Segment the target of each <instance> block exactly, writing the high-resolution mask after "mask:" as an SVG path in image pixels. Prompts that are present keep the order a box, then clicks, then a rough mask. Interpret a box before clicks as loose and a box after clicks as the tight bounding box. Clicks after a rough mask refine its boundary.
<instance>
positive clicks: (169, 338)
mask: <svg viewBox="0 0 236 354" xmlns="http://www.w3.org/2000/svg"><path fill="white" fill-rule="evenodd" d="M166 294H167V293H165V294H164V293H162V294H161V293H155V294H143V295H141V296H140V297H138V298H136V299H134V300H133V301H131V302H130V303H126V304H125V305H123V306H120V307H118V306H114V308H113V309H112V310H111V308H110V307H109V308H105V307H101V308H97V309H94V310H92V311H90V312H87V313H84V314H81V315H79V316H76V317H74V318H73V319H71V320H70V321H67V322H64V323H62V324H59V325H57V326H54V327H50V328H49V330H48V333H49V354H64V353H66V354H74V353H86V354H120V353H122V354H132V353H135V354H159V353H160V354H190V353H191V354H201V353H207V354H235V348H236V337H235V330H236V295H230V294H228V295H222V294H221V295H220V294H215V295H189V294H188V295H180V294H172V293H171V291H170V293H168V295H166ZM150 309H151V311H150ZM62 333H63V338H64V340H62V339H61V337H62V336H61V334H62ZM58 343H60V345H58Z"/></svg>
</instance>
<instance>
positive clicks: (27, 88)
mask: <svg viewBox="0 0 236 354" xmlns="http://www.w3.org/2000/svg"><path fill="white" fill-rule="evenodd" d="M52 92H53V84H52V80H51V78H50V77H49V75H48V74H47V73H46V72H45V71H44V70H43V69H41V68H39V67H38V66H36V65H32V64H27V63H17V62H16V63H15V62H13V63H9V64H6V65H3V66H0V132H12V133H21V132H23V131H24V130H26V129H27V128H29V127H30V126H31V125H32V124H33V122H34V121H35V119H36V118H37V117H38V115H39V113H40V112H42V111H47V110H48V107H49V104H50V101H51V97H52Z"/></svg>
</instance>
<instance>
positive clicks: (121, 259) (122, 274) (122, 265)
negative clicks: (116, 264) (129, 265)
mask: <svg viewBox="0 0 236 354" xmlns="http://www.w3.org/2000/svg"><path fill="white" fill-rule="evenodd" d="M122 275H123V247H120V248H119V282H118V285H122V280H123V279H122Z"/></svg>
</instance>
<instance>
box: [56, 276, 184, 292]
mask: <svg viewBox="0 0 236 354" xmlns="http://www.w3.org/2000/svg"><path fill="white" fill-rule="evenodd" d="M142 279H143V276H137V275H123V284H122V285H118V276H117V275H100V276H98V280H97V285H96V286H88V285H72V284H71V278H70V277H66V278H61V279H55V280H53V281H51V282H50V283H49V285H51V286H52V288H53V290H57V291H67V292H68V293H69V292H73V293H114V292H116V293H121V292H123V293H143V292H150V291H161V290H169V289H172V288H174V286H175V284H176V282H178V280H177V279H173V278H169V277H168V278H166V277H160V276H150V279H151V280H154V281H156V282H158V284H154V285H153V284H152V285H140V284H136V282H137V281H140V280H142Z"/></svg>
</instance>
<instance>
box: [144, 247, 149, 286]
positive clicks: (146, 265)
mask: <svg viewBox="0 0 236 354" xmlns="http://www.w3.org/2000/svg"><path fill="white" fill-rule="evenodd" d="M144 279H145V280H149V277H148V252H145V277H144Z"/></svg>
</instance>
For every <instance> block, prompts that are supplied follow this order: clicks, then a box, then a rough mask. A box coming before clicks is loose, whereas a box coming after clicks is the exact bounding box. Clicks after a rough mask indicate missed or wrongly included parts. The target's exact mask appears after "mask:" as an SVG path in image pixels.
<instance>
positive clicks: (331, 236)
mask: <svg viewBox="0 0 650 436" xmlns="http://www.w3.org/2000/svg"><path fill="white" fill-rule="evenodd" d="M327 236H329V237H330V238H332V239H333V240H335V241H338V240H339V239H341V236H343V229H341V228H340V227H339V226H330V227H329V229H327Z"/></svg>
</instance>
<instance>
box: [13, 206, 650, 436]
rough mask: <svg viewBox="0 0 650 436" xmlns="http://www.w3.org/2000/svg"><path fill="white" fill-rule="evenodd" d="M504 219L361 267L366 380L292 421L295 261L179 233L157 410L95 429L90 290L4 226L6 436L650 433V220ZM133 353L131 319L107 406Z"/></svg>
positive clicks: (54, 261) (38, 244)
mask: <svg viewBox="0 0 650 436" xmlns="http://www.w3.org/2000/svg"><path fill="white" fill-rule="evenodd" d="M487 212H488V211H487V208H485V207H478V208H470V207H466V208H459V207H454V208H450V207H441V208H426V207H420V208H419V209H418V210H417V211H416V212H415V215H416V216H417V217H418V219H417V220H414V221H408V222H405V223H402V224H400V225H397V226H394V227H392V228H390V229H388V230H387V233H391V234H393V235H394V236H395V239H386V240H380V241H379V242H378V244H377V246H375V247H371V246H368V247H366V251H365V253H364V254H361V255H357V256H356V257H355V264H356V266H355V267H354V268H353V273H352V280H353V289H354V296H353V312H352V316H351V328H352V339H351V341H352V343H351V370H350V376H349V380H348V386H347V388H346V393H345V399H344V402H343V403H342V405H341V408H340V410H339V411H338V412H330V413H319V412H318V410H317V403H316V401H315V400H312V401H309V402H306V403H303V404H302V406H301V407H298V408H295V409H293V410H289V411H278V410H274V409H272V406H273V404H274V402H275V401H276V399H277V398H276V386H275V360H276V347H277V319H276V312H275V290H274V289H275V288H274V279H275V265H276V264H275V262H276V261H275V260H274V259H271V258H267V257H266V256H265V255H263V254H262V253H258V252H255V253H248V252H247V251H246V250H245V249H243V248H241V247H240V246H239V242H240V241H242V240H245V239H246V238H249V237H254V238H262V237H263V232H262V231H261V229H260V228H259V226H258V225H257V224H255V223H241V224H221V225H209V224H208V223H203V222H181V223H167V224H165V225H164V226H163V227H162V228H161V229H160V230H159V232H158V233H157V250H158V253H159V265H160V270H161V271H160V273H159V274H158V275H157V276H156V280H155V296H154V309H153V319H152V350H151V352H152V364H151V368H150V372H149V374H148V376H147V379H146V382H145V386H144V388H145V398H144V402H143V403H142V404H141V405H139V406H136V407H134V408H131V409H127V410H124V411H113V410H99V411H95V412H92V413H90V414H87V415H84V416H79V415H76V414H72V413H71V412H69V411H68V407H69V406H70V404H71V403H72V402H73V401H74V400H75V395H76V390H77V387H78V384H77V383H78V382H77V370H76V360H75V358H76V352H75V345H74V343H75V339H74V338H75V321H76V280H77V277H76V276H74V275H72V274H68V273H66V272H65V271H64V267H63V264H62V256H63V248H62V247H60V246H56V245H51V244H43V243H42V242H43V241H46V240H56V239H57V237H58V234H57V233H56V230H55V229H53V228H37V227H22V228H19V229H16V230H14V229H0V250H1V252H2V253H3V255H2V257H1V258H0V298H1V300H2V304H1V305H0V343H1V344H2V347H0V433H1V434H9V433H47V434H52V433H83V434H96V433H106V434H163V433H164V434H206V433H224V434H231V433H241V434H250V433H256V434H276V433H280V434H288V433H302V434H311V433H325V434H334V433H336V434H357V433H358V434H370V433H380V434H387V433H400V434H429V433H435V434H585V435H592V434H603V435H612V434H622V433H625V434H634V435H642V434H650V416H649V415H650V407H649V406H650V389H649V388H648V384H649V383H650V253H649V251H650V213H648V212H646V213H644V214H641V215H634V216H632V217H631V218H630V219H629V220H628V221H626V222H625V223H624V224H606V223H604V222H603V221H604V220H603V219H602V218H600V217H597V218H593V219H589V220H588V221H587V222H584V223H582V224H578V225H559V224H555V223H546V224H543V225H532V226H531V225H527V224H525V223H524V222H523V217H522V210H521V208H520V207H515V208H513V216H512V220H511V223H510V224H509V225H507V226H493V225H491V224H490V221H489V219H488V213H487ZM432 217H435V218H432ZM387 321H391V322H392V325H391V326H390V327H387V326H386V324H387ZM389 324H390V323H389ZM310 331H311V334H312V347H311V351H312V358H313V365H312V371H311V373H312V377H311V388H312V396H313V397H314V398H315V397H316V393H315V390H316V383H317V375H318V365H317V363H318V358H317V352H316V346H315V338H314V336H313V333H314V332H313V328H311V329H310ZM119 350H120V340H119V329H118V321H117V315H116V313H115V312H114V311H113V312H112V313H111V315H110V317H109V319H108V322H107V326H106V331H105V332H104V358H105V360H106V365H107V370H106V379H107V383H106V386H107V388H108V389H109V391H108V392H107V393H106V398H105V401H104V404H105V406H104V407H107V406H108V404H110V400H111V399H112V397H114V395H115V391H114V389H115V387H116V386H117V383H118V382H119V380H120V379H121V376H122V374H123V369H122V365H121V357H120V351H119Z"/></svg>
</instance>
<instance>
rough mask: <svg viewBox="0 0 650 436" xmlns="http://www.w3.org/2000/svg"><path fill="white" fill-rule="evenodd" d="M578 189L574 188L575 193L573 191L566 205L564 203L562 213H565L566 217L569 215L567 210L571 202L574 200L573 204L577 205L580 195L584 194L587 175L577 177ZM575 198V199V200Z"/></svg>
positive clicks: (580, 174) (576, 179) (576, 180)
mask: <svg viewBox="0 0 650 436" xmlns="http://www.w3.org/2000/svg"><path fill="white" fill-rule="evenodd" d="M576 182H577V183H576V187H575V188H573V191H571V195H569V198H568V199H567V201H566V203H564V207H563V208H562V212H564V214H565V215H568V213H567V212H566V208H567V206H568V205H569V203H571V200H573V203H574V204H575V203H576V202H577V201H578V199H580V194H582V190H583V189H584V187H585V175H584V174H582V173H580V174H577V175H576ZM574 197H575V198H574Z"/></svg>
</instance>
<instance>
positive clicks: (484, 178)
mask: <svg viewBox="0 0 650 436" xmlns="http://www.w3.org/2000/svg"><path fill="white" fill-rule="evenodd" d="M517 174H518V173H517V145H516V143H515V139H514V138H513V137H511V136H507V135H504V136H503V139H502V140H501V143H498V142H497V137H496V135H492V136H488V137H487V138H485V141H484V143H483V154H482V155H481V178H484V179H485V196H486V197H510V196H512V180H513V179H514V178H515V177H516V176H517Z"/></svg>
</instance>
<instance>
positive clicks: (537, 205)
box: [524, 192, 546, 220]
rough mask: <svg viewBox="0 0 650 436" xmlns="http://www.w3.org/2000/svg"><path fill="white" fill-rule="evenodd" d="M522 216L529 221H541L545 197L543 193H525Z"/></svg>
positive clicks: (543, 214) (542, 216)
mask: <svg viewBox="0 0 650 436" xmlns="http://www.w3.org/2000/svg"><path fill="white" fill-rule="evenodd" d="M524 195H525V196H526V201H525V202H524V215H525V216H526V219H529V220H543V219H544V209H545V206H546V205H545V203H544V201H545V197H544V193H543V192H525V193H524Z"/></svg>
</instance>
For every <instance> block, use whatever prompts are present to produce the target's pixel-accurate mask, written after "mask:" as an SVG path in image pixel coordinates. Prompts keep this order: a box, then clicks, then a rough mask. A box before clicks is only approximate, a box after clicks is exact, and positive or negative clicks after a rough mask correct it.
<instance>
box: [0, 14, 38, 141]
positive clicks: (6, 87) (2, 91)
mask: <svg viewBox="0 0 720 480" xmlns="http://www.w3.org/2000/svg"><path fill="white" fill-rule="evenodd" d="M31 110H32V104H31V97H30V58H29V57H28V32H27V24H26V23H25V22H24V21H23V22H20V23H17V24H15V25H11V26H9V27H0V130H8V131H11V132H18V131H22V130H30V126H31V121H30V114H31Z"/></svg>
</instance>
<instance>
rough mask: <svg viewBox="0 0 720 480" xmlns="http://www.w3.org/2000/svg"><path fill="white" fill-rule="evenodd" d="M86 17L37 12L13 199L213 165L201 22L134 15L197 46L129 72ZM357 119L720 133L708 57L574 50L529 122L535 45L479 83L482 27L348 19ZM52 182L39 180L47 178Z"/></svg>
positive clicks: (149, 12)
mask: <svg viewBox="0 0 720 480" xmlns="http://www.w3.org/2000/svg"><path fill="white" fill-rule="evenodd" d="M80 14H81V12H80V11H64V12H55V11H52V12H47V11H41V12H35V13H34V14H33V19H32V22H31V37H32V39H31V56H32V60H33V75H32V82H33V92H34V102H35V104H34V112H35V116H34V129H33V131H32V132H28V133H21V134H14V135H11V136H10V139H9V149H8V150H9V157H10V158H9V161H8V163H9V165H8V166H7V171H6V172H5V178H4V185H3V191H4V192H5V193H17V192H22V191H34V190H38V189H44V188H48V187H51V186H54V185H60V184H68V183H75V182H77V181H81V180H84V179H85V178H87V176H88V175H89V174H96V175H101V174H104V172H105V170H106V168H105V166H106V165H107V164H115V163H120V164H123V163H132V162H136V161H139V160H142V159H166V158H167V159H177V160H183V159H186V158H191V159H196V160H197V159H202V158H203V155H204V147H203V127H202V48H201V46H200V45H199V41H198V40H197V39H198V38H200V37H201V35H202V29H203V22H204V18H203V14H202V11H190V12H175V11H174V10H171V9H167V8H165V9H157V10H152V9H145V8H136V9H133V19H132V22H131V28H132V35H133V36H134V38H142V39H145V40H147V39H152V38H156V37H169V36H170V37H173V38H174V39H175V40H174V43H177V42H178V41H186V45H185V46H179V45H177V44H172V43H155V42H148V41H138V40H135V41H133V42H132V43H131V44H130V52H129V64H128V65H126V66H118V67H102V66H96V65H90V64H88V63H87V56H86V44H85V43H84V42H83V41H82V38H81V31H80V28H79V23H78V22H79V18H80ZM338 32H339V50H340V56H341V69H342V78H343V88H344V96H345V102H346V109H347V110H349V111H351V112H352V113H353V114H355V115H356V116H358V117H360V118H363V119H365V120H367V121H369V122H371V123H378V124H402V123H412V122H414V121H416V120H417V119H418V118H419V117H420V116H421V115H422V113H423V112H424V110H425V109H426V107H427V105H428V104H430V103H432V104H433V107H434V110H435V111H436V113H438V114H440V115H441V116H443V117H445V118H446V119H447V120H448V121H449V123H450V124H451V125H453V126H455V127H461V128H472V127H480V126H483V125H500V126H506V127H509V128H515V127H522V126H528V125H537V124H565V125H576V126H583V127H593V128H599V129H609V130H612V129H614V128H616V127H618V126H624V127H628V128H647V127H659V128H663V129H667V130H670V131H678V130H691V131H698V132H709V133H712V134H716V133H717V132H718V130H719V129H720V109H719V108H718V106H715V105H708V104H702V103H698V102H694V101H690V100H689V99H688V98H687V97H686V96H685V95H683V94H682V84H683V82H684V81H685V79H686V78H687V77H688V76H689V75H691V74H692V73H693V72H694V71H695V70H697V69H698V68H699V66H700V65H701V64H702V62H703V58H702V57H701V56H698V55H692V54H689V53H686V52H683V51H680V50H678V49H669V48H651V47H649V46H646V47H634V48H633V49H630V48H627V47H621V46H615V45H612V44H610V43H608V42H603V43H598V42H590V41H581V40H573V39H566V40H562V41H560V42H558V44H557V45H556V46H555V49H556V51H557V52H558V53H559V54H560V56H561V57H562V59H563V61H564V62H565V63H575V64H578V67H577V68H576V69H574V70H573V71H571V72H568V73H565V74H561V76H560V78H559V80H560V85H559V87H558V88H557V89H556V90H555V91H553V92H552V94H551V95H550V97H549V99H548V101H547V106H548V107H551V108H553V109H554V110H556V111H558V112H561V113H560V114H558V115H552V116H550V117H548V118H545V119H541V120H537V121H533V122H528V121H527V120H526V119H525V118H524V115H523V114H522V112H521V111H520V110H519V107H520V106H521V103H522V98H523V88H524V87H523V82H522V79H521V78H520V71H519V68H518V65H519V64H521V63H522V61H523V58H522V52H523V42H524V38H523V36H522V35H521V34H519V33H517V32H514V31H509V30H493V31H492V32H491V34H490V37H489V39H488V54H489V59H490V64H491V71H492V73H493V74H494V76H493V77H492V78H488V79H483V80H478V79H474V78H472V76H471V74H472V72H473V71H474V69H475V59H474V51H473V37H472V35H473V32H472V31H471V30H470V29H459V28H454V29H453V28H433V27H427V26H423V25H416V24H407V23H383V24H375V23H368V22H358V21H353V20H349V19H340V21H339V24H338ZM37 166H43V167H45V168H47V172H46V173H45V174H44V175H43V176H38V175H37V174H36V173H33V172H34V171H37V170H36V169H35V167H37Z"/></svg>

++++++++++++++++++++

TASK REQUIREMENTS:
Filter the records above for "that" and copy every matching line.

ANSWER TO THIS TASK:
Segment the target of each <instance> block exactly, writing the high-resolution mask after "mask:" as an SVG path in image pixels. Prompts that are present keep the order a box, then clicks, then a rough mask. Interpret a box before clicks as loose and a box after clicks as the tight bounding box. Clicks after a rough mask refine its boundary.
For every <instance> block, prompts that are supplied follow this order: clicks, then a box, then a rough mask. A box coming before clicks is loose, whereas a box coming after clicks is the exact bounding box. Clicks after a rough mask indicate missed or wrongly included parts. The target's exact mask appears after "mask:" as an SVG path in image pixels.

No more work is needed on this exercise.